REQUIRED WORK:
The task calls for the lines below from the line with "Target: elephant trunk" to the line with "Task: mark the steel", both ends included, copied exactly, without any pictures.

** Opening DATA SHOWN block **

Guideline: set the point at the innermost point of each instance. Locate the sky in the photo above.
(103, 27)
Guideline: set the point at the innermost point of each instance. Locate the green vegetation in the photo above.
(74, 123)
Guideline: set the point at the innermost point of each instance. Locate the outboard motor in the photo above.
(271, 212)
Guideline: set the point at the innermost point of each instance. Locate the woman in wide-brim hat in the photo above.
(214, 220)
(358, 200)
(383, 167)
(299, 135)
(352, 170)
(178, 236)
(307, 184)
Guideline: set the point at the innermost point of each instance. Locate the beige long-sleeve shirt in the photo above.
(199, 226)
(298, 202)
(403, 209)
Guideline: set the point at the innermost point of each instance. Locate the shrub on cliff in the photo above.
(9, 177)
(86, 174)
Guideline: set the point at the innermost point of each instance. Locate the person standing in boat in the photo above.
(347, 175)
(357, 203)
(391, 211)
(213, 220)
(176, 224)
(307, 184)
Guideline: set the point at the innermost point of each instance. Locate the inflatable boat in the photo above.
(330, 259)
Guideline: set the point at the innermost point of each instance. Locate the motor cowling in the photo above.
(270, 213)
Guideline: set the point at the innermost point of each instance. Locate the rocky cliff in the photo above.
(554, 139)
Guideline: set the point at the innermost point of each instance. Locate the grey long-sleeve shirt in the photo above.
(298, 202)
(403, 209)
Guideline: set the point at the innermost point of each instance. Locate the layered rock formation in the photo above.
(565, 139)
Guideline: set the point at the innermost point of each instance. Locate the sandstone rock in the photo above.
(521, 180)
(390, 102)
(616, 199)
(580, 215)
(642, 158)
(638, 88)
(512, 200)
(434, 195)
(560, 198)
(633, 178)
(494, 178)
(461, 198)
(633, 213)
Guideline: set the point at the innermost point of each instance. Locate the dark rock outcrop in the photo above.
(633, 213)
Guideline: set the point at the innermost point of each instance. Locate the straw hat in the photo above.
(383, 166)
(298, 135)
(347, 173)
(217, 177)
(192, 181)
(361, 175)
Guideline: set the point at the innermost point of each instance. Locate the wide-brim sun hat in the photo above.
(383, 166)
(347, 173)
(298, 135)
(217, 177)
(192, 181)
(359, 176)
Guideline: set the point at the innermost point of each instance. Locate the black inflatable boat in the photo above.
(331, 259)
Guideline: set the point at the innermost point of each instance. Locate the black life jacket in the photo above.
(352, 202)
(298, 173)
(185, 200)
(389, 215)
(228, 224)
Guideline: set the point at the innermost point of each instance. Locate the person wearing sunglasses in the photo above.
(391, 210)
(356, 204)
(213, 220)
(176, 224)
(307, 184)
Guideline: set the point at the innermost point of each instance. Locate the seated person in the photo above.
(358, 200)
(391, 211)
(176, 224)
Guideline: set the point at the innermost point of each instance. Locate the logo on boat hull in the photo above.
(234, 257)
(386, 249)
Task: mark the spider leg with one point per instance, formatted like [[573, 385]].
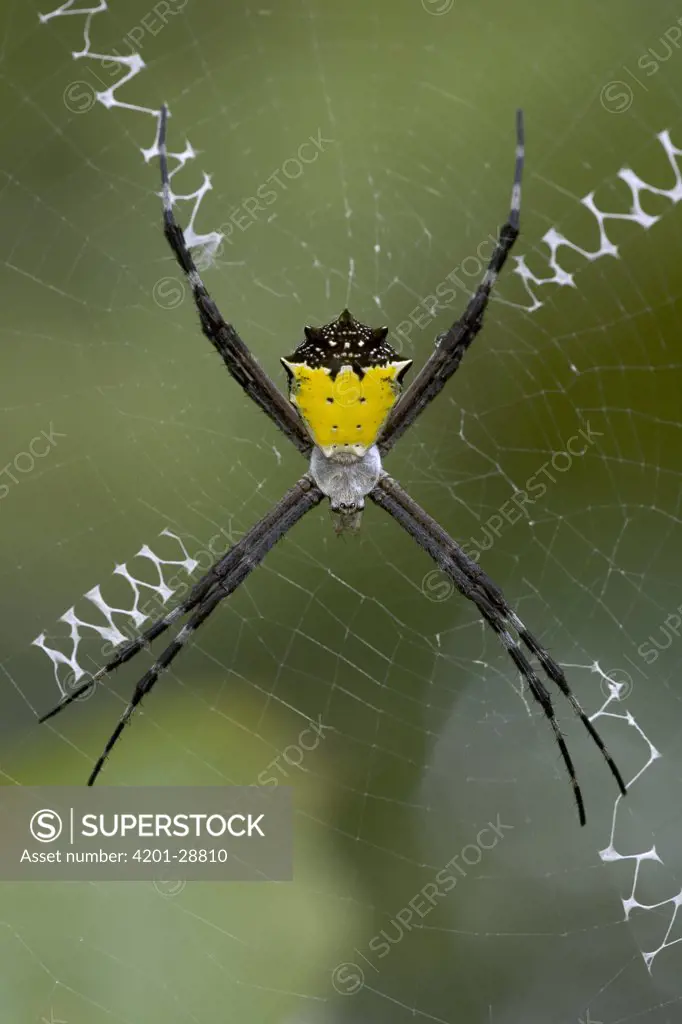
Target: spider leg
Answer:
[[222, 336], [452, 345], [221, 580], [476, 586]]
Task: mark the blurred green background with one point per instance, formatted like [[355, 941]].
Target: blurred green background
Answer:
[[428, 736]]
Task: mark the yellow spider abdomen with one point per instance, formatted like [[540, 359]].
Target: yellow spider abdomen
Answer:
[[344, 379]]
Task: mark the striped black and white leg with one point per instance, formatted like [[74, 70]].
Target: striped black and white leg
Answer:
[[222, 335], [452, 345], [221, 581], [473, 584]]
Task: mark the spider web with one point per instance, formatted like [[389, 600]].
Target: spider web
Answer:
[[350, 670]]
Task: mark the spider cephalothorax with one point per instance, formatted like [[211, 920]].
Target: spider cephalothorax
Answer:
[[345, 411], [343, 380]]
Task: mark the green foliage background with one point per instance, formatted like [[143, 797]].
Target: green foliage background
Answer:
[[428, 740]]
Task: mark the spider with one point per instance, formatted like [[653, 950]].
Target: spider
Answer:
[[345, 411]]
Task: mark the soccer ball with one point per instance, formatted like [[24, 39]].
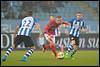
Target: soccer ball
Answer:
[[60, 55]]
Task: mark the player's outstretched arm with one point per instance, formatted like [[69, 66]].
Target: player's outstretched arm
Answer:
[[38, 27], [84, 30], [16, 30]]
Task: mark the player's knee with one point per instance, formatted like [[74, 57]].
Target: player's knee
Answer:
[[14, 46], [73, 42], [33, 47]]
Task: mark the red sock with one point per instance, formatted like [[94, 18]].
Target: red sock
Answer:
[[47, 46], [54, 49], [62, 49]]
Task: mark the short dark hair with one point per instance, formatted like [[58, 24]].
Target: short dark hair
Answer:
[[79, 13], [58, 17], [29, 13]]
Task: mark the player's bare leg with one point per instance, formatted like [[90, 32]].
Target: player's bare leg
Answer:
[[8, 52], [28, 53], [72, 48]]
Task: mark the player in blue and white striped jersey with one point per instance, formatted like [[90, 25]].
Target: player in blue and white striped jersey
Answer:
[[23, 35], [77, 25]]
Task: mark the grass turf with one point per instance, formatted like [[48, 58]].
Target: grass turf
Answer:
[[38, 58]]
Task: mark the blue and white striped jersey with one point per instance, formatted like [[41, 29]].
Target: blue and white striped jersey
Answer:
[[26, 26], [75, 27]]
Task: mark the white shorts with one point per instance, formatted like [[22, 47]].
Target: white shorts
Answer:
[[48, 36]]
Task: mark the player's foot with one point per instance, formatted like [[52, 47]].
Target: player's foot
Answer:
[[24, 59], [67, 56], [44, 48], [4, 58]]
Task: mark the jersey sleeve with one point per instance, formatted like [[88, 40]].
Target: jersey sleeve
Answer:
[[83, 25]]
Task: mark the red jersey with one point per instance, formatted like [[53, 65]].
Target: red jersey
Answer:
[[51, 26]]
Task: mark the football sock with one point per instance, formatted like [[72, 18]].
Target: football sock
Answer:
[[61, 48], [54, 50], [9, 51], [29, 52], [47, 46], [74, 51], [70, 49]]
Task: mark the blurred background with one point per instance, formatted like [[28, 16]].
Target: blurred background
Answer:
[[13, 11]]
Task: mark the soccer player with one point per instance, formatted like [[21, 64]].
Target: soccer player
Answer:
[[77, 25], [23, 35], [49, 33]]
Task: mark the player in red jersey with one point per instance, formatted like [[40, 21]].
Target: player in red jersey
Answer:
[[49, 33]]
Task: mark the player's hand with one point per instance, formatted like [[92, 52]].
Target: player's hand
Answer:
[[66, 32]]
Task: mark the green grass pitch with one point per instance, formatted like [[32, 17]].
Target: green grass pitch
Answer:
[[38, 58]]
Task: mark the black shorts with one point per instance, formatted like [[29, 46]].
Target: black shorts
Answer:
[[74, 38], [26, 39]]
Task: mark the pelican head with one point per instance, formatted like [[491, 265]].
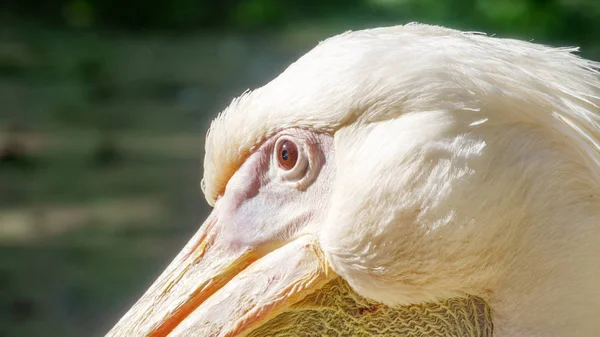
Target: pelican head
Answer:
[[406, 165]]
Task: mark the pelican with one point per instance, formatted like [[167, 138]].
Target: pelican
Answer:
[[404, 181]]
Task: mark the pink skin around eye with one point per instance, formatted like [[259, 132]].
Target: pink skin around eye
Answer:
[[258, 207]]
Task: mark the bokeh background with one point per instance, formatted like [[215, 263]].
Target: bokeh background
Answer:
[[103, 109]]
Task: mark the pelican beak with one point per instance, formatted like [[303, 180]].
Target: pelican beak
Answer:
[[217, 288]]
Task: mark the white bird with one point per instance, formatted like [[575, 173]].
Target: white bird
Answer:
[[419, 165]]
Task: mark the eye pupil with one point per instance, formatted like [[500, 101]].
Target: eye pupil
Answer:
[[287, 155]]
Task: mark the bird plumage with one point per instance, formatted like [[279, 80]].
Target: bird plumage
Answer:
[[451, 176], [465, 164]]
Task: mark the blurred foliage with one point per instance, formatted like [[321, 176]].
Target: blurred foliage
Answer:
[[103, 109], [559, 19]]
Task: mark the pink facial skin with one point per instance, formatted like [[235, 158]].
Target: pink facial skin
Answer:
[[265, 205]]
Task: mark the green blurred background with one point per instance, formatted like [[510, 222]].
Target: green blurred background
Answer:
[[103, 109]]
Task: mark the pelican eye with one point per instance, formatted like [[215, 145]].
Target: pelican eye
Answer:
[[287, 155]]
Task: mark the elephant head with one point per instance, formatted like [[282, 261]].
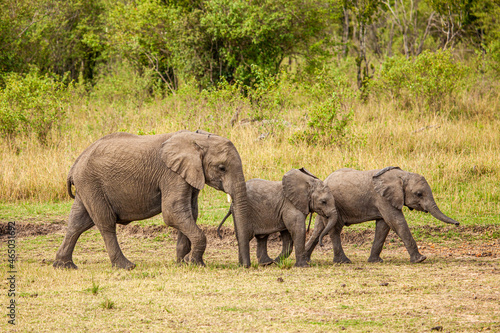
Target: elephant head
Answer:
[[204, 158], [309, 194], [402, 188]]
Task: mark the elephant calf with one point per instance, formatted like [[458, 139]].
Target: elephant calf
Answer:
[[378, 195], [283, 206]]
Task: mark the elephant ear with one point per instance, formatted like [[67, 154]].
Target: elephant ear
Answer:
[[297, 189], [389, 184], [183, 155]]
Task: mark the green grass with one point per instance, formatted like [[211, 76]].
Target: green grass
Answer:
[[455, 292]]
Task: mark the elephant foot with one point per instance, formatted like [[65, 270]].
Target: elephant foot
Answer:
[[343, 260], [375, 259], [418, 259], [194, 261], [64, 264], [124, 264], [302, 264]]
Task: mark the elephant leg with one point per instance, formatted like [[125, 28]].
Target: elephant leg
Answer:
[[105, 219], [399, 225], [338, 252], [381, 231], [183, 247], [183, 243], [319, 226], [296, 226], [262, 255], [79, 221], [287, 246], [181, 214]]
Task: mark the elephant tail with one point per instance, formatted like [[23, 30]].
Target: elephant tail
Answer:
[[310, 218], [222, 222], [69, 182]]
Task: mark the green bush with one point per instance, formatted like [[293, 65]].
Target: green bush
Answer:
[[327, 125], [424, 82], [32, 103], [331, 110]]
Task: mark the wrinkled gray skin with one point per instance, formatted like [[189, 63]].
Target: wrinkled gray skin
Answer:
[[122, 177], [276, 206], [378, 195]]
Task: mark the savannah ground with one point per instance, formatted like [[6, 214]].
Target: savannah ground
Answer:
[[456, 288]]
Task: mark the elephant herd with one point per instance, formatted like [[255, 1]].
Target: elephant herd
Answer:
[[123, 177]]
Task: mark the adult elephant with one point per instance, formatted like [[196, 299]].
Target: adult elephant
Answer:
[[123, 177], [377, 195]]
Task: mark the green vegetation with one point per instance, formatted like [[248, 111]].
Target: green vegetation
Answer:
[[318, 84]]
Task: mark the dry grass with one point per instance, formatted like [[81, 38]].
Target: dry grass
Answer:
[[459, 293], [459, 157]]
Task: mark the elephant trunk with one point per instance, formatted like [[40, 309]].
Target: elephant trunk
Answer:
[[436, 212], [241, 219], [222, 222], [332, 222]]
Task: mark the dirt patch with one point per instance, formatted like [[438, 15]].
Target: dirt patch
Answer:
[[23, 229]]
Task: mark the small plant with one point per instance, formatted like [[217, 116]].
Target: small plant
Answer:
[[107, 304], [425, 82], [328, 124], [285, 263], [95, 288], [32, 103]]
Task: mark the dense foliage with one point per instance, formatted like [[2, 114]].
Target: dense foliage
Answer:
[[425, 54]]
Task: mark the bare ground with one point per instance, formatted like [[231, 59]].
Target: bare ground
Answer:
[[476, 246]]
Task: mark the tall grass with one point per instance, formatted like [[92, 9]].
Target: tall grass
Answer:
[[457, 152]]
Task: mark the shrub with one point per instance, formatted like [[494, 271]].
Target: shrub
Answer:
[[32, 103], [425, 82]]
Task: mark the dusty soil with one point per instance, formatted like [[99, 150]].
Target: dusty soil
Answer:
[[476, 247]]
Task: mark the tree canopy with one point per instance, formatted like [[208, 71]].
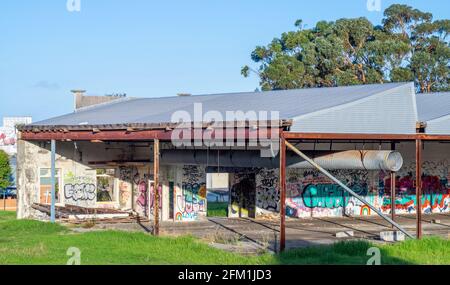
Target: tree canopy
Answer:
[[407, 46], [5, 170]]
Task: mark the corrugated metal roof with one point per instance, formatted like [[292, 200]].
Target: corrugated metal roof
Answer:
[[434, 109], [433, 106], [391, 111], [289, 104]]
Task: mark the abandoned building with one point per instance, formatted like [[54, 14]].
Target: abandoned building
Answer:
[[386, 143]]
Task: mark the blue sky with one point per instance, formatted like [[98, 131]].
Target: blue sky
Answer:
[[146, 48]]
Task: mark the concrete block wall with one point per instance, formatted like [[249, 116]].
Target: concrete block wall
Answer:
[[133, 189]]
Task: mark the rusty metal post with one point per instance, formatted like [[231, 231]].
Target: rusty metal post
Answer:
[[393, 183], [156, 186], [282, 193], [419, 188]]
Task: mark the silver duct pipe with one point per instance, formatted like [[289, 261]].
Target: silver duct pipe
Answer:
[[357, 160], [353, 160]]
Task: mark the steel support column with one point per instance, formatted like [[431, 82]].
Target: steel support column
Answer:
[[282, 183], [393, 183], [419, 188], [53, 180], [156, 155]]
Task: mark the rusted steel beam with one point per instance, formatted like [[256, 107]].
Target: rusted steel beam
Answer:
[[156, 155], [376, 137], [282, 183], [345, 187], [336, 136], [393, 182], [162, 135], [419, 189]]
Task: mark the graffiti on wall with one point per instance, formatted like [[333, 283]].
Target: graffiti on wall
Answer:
[[192, 200], [243, 195], [133, 185], [79, 189], [7, 138], [152, 198], [267, 192], [435, 189], [79, 192], [309, 193]]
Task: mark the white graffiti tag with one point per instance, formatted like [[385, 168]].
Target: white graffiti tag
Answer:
[[79, 192]]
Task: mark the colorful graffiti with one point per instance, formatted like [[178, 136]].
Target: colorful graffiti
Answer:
[[267, 192], [7, 139], [142, 198], [79, 192], [431, 203], [80, 189], [152, 198], [191, 201], [309, 193], [133, 188]]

** Closing DATA SHOWN block **

EXPECTED OUTPUT:
Target: elephant trunk
Answer:
[[436, 212], [241, 219], [222, 222], [332, 222]]
Task: mark the dirt patch with one point per instance, formatted like [[438, 15]].
Target: dirt patch
Answer:
[[23, 229]]
Task: mark the small plant with one point per instance, formatted like [[217, 116]].
Target: small plant
Answer:
[[107, 304], [425, 82], [328, 124], [285, 263], [95, 288], [32, 103]]
Task: mark the dense foliage with one point per instance, formatted like [[2, 114]].
Target: dense foliage
Answer:
[[425, 54]]
Task: mark the bare ground with one point per instance, formatted like [[231, 59]].
Target: bare ground
Answer:
[[476, 246]]
Task: mark the tall grass with one point per instance, formatted like [[92, 9]].
Target: tall grass
Answer:
[[457, 152]]
Task: mark the shrub with one point per instance, formatted like [[494, 271]].
Target: shrub
Answer:
[[32, 103], [425, 82]]
Task: mark the dusty soil with one point per instance, formatted like [[99, 150]].
Target: dusty soil
Answer:
[[476, 247]]
Task: mark the tree canopy with one point per instance, formatted like [[208, 71]].
Target: tree canopy
Answer:
[[407, 46], [5, 170]]
Task: mark the corrugated metal roof with one point per instance, formatted like [[292, 200]].
Target: corrugated metal roof
Answer:
[[434, 109], [433, 106], [391, 111], [289, 104]]
Task: mark the abandoned building with one point per instance, formatted like [[54, 14]].
Target: abandoned building
Answer:
[[386, 143]]
Task: mark the blue sky with one point per instance, formatted like [[98, 131]].
Target: blue sky
Answer:
[[146, 48]]
Task: mark the concrete block wall with one point per instance, formatted like [[249, 116]].
Target: concrete block wall
Answer:
[[133, 189]]
Task: mark the rusty metal post with one point per instance, formatted like [[231, 231]].
Target: rusty metal post
Answer:
[[393, 183], [156, 186], [282, 193], [419, 188]]
Task: mark the silver duct pipe with one point per instance, formatted like [[289, 261]].
Target: silver duct pipe
Answer:
[[357, 160], [353, 160]]
Task: mark the steel support column with one point per instance, formatted like [[431, 82]].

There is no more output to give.